# Suitable NOC 2171 or 2173



## athar.dcsian (Oct 18, 2012)

Hi,

Thanks in advance to bear with me for lengthy text below.

Please help me to find out suitable NOC for following responsibilities. I am *confused in between 2171 and 2173* because my *tasks involve* Business Analysis, Testing, Training and sometimes participated in Technical Pre-sales (RFPs & demos) as well. 

1. Study the organization's existing processes to recognize the weaknesses and recommended enhancements with the help of best practices.

2. Monitor the efficiency of the processes execution and to implement improved processes in upcoming projects.

3. Interact with client in all phases of SDLC for understanding the requirement and expectations and take immediate actions on client's feedback.

4. Elicit requirements using interviews, document analysis, requirements workshops, surveys, site visits, business process descriptions, use cases, scenarios and business analysis.

5. Analyze the client's existing system and compare with organization's system and recommends the modifications with minimal cost and time required.

6. Prepare and review business requirement documents and signed-off from client including Software Requirement Specification, Use Cases, UML, Mockups, etc.

7. Sessions with Project Manager, Development team and Testing team to ensure that requirements are correctly understood and delivered for implementation.

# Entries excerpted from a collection
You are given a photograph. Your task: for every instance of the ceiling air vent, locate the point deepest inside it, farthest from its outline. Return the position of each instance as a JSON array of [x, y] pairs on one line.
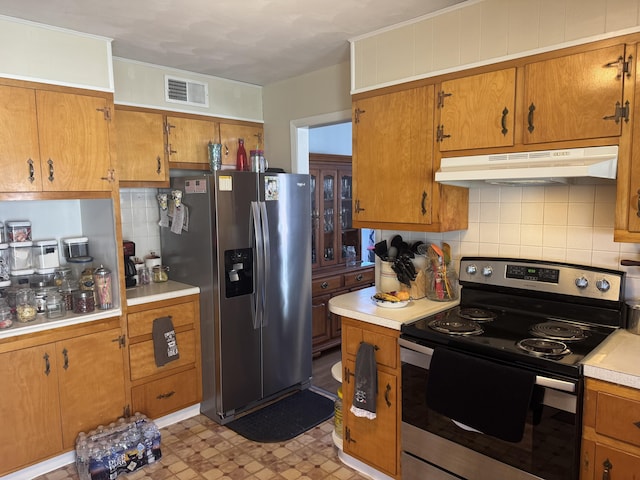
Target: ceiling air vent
[[188, 92]]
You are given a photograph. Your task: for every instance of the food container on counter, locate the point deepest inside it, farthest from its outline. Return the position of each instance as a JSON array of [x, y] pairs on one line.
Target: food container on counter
[[6, 316], [79, 265], [21, 258], [83, 301], [102, 287], [55, 306], [45, 256], [5, 267], [25, 305], [19, 231], [75, 247], [160, 273]]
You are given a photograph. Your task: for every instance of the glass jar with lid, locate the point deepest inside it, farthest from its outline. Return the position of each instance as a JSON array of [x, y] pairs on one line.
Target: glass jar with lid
[[25, 305]]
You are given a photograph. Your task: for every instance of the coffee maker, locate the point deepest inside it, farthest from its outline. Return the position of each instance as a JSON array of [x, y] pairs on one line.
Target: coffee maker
[[130, 271]]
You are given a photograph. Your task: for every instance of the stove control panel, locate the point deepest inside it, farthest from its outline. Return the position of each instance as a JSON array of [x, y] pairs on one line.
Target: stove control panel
[[552, 277]]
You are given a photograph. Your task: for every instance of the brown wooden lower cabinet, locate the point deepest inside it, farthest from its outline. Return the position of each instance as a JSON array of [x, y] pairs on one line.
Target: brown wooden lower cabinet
[[375, 442], [56, 385], [611, 436], [326, 327], [160, 390]]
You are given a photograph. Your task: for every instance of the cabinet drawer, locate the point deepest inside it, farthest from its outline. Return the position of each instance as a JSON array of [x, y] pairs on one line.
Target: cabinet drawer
[[141, 323], [166, 395], [616, 417], [326, 284], [142, 360], [386, 345], [359, 278]]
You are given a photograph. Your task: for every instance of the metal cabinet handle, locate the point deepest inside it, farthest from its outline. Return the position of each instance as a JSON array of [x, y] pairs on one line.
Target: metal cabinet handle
[[532, 108], [606, 472], [31, 171], [65, 355], [387, 393], [50, 163], [47, 365], [505, 112]]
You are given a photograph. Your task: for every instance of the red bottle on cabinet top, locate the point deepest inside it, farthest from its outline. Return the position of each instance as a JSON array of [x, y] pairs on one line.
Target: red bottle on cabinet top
[[241, 160]]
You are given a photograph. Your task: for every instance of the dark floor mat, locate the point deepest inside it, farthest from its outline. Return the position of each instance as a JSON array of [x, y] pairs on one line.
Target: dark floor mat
[[284, 419]]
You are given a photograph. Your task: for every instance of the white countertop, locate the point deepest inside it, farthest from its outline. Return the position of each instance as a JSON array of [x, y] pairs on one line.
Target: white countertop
[[159, 291], [359, 306], [616, 360]]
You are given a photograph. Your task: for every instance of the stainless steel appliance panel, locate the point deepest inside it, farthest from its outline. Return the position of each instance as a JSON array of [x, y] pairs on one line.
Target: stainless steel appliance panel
[[287, 327]]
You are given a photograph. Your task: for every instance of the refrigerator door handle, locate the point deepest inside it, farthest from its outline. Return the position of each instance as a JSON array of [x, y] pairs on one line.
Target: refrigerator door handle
[[266, 271], [258, 281]]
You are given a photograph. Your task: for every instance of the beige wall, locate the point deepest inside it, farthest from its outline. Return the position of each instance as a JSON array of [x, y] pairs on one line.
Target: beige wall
[[143, 84], [322, 92], [40, 53], [483, 31]]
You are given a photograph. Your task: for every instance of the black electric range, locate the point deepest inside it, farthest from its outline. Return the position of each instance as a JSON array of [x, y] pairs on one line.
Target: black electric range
[[546, 316]]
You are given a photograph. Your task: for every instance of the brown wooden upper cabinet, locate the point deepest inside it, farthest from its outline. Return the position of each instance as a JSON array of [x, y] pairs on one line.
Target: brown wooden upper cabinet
[[393, 158], [477, 111], [140, 146], [253, 135], [54, 141], [188, 139], [578, 96]]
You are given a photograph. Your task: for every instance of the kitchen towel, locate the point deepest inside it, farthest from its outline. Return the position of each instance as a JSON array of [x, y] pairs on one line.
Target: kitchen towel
[[366, 382], [165, 344], [486, 396]]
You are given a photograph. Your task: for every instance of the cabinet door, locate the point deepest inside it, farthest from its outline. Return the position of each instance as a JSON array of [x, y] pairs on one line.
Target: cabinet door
[[478, 111], [393, 158], [74, 141], [19, 150], [363, 437], [188, 140], [91, 374], [30, 408], [253, 136], [140, 143], [568, 98], [320, 319]]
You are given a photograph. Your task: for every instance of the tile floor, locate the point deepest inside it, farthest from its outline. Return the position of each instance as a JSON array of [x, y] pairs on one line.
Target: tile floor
[[198, 448]]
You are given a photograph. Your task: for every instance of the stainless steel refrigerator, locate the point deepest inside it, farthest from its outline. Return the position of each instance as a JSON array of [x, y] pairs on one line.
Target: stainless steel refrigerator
[[247, 245]]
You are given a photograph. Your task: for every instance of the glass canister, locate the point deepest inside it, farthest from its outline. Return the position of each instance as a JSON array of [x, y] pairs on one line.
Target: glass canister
[[102, 288], [160, 273], [83, 301], [55, 305], [25, 305]]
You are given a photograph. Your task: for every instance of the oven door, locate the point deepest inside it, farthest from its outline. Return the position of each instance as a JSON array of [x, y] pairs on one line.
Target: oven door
[[436, 447]]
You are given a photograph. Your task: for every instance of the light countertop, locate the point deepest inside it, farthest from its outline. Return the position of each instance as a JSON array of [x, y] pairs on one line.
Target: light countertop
[[155, 292], [359, 306], [616, 360]]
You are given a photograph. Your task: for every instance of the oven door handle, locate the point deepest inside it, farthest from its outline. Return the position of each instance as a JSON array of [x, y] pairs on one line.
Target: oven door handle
[[420, 356]]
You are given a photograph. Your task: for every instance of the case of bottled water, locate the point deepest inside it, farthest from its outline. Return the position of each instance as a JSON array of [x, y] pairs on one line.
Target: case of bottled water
[[121, 447]]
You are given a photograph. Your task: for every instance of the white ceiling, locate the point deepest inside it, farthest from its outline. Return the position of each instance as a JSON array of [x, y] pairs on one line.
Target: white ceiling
[[253, 41]]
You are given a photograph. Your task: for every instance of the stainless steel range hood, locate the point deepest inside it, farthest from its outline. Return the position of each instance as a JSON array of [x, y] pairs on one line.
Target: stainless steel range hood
[[548, 167]]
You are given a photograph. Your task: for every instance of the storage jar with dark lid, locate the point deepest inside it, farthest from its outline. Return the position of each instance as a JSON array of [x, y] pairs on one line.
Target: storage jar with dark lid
[[83, 301]]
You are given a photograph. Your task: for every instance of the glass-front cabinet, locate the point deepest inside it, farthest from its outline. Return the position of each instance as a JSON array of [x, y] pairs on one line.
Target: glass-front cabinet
[[334, 240]]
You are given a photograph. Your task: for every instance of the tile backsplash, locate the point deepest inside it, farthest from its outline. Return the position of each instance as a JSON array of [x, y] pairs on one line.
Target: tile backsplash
[[571, 224], [140, 216], [562, 223]]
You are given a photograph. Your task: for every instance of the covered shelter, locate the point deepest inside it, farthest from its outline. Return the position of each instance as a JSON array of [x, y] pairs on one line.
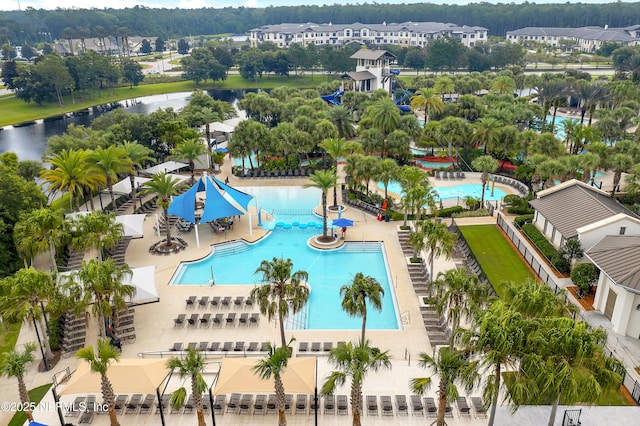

# WHAT TO DO
Pick up the forum post on choosing between NOC 2171 and 2173 after its final numbered item, and continue the list of job duties.

# EXERCISE RESULT
8. Review of technical design based on functional requirements and suggest improvements.

9. Work closely with project manager and technical team to assist in finalizing the project scope, resources assignment and timelines for delivery.

10. Prepare and review test plan, test cases, automated scripts, defects reporting, execution of different testing types functional, performance, GUI, Database, etc. and lead testing team. 

11. To update project team about the quality of system with defects report and testing cycles.

12. Responsible for releases deployments.

13. Responsible to conduct training and writing user manual.

14. Involved in user acceptance testing and change management process

15. Pre-Sales activities including client handling, conduct product demos, project proposals writing, technical and functional RFP fulfillment, resource/cost estimations, etc.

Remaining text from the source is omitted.